## Stated goal
Extract every line of the data below that contains the word "dark" and copy each one.

## Records provided
"""

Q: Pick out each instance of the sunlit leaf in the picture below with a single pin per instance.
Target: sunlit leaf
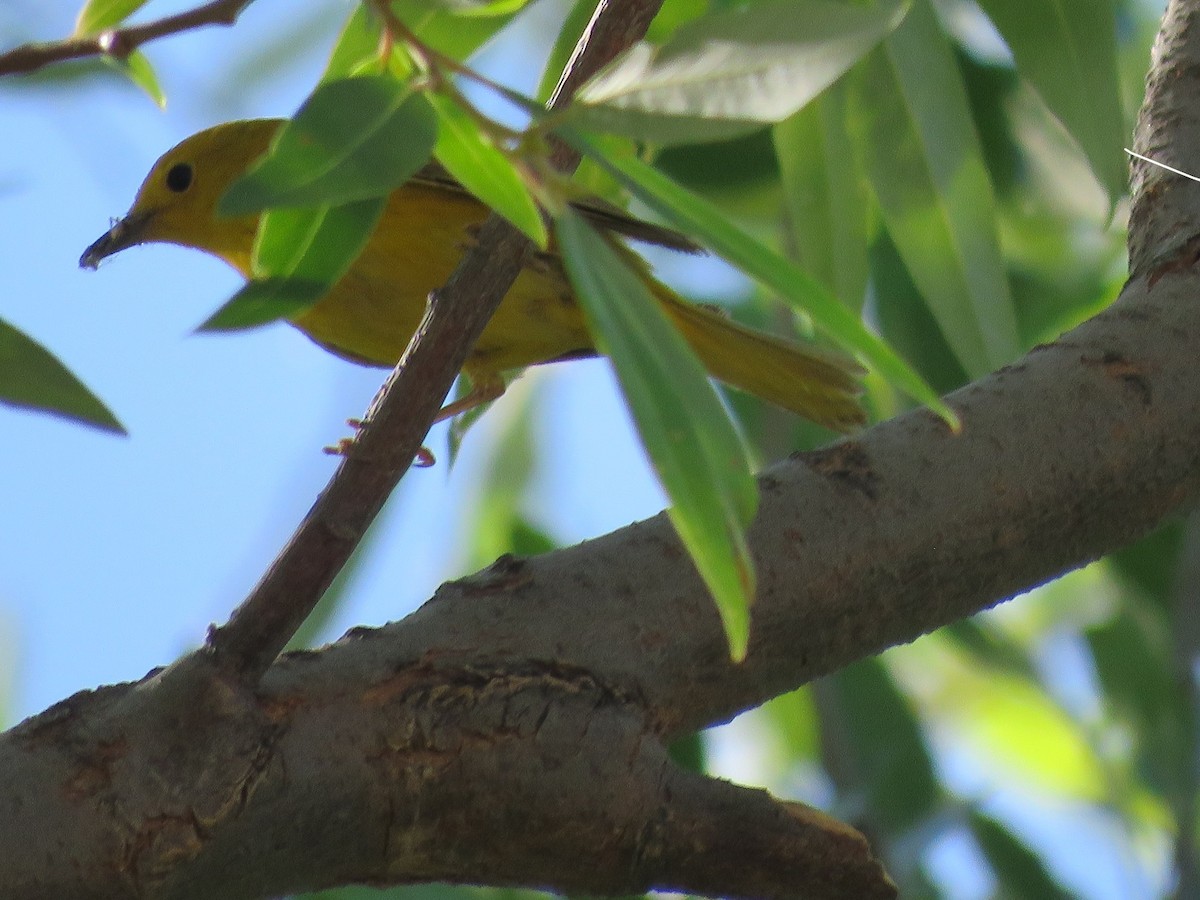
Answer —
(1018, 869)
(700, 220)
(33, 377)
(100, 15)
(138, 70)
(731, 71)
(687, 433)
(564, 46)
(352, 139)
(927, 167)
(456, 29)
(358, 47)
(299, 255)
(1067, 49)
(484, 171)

"""
"""

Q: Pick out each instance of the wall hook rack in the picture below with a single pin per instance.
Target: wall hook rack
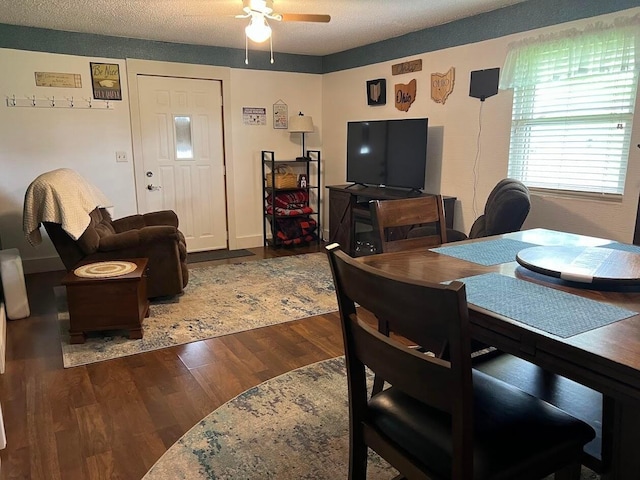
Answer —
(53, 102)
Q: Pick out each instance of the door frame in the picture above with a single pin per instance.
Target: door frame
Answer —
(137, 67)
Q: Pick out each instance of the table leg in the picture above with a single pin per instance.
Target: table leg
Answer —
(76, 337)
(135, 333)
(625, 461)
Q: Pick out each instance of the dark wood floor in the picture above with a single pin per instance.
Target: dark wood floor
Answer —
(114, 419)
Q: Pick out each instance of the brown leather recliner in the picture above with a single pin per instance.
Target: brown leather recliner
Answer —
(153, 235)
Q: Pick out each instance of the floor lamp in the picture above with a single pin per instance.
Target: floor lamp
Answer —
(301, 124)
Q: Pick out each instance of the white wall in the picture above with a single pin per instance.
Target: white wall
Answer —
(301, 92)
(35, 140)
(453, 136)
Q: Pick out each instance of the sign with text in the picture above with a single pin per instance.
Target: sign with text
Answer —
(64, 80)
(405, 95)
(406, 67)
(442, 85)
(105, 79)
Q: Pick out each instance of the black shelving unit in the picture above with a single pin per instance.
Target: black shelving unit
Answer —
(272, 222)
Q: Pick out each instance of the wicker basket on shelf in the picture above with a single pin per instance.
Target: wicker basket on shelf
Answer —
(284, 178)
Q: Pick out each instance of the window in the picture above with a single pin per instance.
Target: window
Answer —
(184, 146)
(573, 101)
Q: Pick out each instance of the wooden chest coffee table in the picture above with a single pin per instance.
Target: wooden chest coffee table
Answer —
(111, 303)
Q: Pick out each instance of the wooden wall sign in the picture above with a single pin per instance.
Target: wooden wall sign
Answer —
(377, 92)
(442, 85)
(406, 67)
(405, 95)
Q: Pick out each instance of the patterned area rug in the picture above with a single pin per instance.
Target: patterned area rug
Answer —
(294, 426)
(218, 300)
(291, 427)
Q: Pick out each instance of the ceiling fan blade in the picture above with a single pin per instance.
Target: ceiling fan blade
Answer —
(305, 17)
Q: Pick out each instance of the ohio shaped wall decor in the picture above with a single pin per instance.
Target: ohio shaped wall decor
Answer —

"""
"""

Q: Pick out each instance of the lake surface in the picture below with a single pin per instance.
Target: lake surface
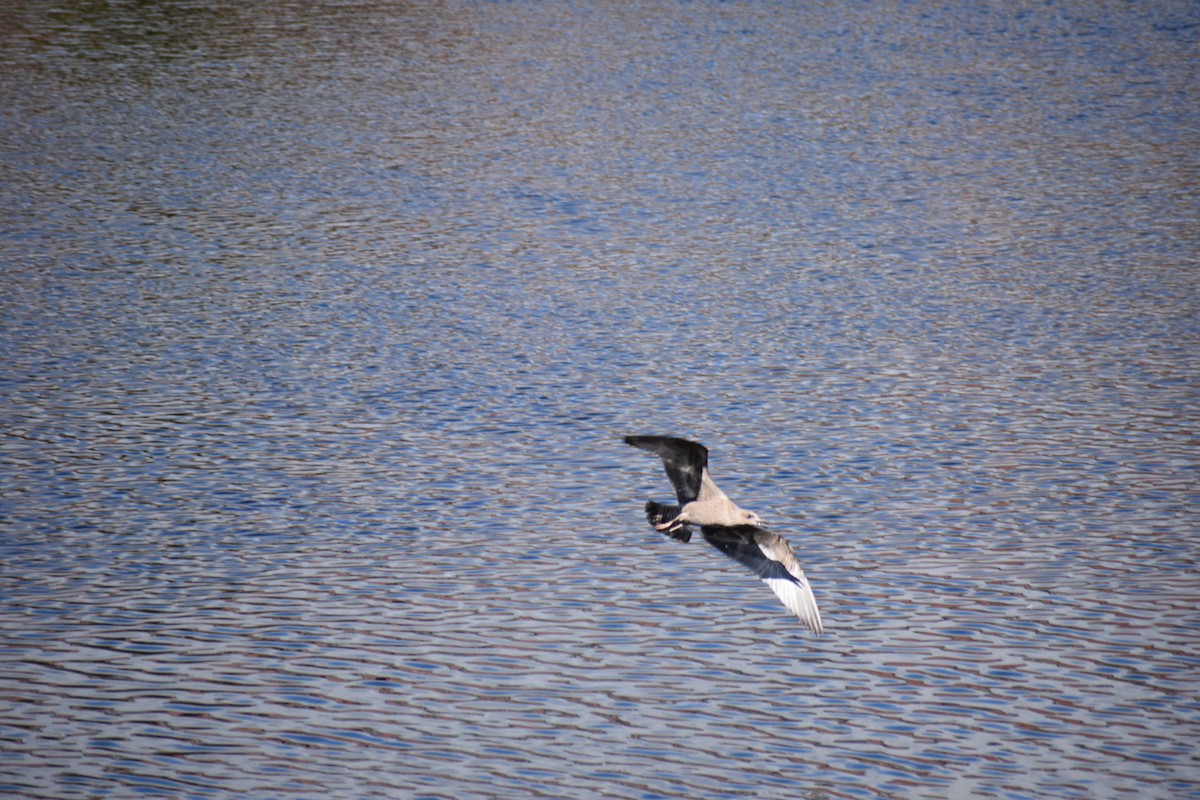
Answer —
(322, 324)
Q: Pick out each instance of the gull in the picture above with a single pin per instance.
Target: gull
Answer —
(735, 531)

"""

## Final answer
Q: Pick out each instance of the dark wood floor in the picture above with a single pin per instance.
Target: dark wood floor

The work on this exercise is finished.